Please repeat exactly the line containing "of the hedge" and each line after it in the records below, through the last.

◆ ◆ ◆ ◆ ◆ ◆ ◆

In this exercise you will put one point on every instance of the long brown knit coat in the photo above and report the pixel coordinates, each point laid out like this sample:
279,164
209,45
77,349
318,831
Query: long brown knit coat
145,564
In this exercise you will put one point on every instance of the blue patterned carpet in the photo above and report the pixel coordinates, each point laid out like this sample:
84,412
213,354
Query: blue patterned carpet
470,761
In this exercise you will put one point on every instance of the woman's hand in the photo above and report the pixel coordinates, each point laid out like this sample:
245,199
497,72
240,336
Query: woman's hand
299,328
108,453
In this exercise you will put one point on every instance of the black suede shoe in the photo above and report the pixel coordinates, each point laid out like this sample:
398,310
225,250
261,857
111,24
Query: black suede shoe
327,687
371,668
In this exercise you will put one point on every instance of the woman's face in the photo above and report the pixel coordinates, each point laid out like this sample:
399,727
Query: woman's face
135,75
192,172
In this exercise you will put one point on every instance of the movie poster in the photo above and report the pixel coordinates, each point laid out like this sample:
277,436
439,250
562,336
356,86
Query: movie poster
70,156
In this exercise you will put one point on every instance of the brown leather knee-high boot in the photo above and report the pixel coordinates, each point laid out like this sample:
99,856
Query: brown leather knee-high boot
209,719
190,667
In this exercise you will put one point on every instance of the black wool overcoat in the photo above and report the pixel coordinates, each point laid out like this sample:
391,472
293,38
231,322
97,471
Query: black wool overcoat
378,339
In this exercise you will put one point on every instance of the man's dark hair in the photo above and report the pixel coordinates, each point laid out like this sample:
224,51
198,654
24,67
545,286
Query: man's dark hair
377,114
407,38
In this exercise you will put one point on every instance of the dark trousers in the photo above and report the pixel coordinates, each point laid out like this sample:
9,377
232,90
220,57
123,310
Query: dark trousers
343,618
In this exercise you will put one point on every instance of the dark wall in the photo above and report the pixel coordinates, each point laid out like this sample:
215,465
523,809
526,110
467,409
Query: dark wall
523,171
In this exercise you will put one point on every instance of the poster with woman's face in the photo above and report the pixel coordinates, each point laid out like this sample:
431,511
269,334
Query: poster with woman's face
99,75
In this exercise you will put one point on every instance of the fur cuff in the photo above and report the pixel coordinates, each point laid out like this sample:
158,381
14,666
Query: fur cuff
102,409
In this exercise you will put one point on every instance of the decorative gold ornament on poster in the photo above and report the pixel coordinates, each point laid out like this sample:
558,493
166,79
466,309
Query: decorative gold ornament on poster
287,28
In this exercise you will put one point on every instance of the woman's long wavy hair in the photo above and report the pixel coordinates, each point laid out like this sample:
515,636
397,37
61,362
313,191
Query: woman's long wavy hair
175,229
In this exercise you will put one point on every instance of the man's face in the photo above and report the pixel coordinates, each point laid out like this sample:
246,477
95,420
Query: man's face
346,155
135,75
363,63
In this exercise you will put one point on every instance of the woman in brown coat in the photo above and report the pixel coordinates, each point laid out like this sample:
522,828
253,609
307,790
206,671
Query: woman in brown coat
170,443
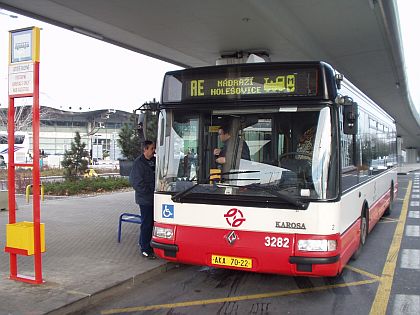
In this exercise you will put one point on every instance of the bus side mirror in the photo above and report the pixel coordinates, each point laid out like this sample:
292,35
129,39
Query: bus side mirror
350,118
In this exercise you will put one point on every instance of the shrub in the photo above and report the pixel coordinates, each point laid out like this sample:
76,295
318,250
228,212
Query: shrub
75,161
86,185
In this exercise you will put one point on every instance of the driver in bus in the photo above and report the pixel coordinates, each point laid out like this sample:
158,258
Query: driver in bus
226,138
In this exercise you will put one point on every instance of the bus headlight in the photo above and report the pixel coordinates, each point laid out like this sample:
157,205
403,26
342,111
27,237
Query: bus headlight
317,245
161,232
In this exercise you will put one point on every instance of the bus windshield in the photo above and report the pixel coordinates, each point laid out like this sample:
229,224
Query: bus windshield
259,154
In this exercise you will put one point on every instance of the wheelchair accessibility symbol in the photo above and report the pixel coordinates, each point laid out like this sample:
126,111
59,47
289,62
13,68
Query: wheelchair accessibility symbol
168,211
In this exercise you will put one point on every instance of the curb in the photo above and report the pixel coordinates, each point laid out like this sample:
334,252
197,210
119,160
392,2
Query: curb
88,301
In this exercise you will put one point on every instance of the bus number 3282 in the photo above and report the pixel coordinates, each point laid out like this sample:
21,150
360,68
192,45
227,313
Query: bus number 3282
276,242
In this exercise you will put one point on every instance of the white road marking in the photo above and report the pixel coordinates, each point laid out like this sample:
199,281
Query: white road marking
414,214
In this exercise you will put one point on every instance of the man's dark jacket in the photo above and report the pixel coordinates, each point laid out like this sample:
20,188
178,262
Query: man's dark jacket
142,178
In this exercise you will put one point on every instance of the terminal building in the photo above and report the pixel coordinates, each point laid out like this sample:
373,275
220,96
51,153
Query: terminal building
98,129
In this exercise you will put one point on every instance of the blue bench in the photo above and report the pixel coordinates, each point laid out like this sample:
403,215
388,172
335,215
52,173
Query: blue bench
127,217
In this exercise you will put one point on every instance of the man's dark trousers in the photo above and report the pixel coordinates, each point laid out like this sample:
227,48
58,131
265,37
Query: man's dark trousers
146,228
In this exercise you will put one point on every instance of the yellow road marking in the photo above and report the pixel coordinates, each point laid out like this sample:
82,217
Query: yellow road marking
235,298
363,272
380,303
388,220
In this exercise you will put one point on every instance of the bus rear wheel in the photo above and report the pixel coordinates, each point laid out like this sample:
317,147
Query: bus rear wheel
363,235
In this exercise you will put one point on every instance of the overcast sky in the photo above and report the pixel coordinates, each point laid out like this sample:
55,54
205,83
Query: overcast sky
81,72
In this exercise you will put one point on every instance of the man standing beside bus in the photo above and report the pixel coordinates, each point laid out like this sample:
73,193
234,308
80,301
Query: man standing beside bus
142,178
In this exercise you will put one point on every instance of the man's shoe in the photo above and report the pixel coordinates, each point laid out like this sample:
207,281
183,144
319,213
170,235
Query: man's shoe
148,255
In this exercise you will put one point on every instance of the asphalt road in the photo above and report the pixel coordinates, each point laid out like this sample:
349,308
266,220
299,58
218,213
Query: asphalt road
378,282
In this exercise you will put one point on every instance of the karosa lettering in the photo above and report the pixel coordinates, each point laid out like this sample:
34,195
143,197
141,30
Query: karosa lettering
290,225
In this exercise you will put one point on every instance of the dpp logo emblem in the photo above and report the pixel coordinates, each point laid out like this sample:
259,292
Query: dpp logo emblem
168,211
234,217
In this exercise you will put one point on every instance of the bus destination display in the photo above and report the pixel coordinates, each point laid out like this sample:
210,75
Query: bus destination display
303,83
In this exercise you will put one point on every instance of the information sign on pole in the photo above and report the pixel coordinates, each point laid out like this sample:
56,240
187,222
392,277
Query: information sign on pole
24,52
24,82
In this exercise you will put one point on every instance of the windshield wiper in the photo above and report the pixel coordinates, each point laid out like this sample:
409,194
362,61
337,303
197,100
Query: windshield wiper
238,172
287,198
177,197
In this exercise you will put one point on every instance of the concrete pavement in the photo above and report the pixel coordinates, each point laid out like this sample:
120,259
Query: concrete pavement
83,262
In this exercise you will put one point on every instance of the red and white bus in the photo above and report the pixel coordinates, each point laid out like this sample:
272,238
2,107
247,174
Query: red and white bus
281,210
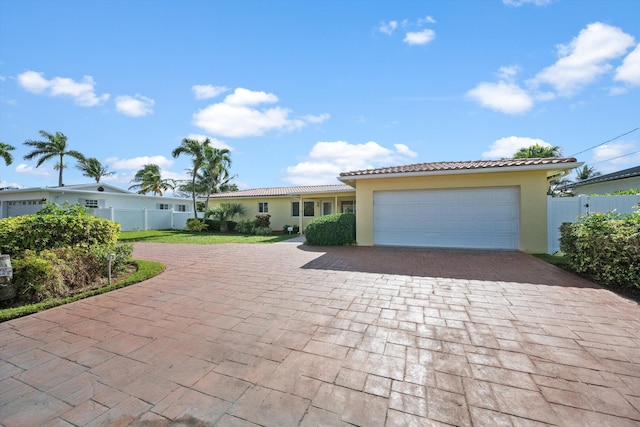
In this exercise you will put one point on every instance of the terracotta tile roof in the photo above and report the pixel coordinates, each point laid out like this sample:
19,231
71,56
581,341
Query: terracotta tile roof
284,191
459,166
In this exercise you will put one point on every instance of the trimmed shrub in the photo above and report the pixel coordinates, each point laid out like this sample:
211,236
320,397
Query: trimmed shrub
331,230
605,246
194,224
39,232
263,220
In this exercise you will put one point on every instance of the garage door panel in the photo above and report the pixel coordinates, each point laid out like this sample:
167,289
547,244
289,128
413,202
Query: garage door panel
463,218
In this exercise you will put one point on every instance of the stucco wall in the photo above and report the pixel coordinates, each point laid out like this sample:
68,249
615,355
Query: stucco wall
280,207
533,200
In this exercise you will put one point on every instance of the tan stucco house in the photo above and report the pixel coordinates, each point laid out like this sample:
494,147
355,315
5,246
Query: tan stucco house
485,204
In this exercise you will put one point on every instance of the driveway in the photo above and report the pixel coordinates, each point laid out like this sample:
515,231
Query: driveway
288,335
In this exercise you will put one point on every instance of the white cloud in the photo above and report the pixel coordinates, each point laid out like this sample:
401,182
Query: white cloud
419,37
83,93
328,159
585,59
137,163
517,3
30,170
388,27
629,71
134,106
507,147
505,97
240,115
208,91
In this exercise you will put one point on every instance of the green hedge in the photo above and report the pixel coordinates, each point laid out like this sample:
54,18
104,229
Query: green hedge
605,246
331,230
41,232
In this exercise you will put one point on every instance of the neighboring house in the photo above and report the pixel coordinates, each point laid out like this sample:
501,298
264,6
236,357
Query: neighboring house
290,205
626,179
133,211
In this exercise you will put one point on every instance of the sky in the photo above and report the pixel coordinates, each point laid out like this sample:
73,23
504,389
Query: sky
302,90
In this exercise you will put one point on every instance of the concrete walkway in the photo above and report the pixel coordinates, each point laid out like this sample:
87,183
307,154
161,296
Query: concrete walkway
288,335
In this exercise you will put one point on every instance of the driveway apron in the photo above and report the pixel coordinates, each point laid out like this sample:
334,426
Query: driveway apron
288,335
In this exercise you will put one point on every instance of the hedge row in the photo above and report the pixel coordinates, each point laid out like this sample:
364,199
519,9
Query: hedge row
605,246
41,232
331,230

◆ ◆ ◆ ◆ ◆ ◆ ◆

[FINAL ANSWER]
In this exercise you will put one point on every instance of the hedge row in the photo above and report the pixel coordinates, each point laid out like this sample:
364,199
519,9
Query: hedge row
605,246
41,232
331,230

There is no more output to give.